**Task details**
Could you transcribe every record below exactly, leaving out the pictures?

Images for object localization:
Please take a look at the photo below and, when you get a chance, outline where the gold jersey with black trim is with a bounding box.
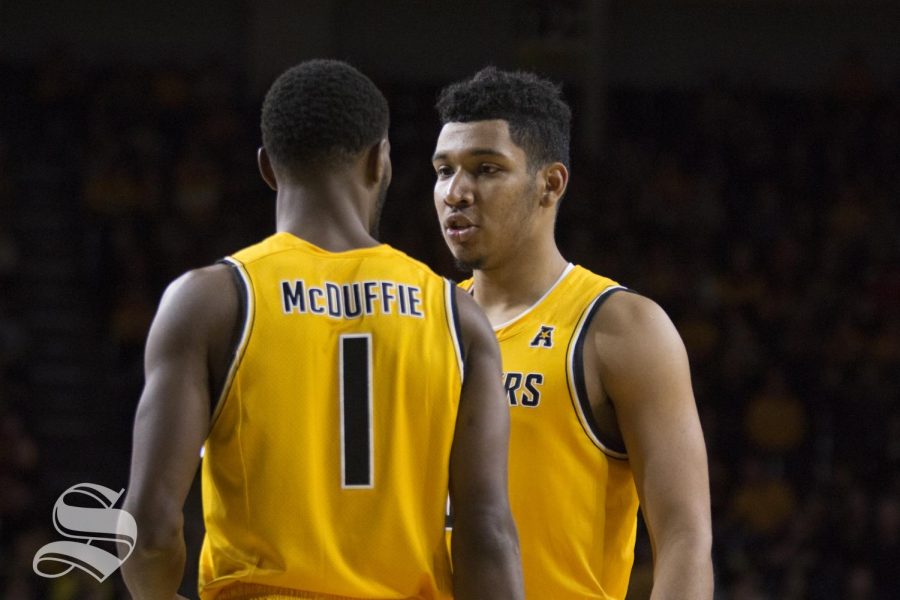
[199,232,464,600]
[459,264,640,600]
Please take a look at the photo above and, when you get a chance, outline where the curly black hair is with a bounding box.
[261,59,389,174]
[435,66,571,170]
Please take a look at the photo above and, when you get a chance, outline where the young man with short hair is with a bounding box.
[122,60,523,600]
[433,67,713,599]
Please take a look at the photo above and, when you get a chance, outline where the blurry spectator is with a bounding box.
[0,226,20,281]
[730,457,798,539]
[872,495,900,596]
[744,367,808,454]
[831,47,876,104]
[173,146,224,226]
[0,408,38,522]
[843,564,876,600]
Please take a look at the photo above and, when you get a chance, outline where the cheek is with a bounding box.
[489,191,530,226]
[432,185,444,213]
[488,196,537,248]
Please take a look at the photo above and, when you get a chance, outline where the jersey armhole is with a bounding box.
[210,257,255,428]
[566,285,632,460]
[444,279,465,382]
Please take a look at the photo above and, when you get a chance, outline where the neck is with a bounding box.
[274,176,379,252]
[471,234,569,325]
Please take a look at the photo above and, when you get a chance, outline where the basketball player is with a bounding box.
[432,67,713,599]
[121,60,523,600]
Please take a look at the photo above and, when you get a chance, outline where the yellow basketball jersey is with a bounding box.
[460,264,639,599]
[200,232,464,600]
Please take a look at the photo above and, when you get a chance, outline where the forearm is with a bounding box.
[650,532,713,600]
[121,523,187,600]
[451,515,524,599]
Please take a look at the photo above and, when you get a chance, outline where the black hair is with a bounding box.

**Answer section**
Please take a look at the photo below and, when you get a chance, outline where the gold jersey with black trim is with a bounding box.
[199,232,464,600]
[459,264,640,600]
Please take a look at the photo above and, when you get a chance, outline where the curly black hair is with a bounding box.
[261,59,389,174]
[435,66,571,170]
Please take a look at the photo above and, when you get a chance, outline where the young man with short hair is with a bounding box.
[122,60,523,600]
[433,67,713,599]
Please take a look at the photo above and, when you get a chance, outline where the blurry spectator is with a bounding box.
[0,226,20,281]
[730,457,798,539]
[872,495,900,596]
[744,367,808,454]
[831,47,876,104]
[173,146,224,226]
[0,408,38,522]
[843,564,876,600]
Please take a look at the photo above and, when you get a chance, outline where the cheek is with a bounding box.
[489,191,530,226]
[432,185,444,213]
[488,196,537,248]
Please take a look at the photo above and, when you get a chance, outline where the jersey armhole is with a bounding box.
[210,257,255,428]
[566,285,632,460]
[444,279,465,382]
Please take a look at the photo above and, when you get a chance, outline where the neck is with a bounding box.
[274,176,379,252]
[471,234,569,325]
Please take a look at the photo above and, when you get a chance, outline where the basketball player is with a bounding box.
[432,67,713,599]
[121,60,523,600]
Please take a look at the photo above and, when you get a chance, outline where the yellow basketball jersey is with a bounding box.
[460,264,639,599]
[200,232,464,600]
Please take a look at the photo above and, when you get a chance, outline where the forearm is with a bounding box.
[650,532,713,600]
[121,523,187,600]
[451,515,524,599]
Please take a look at the photo above and, when you get a chance, outline where the black hair is with a bounding box.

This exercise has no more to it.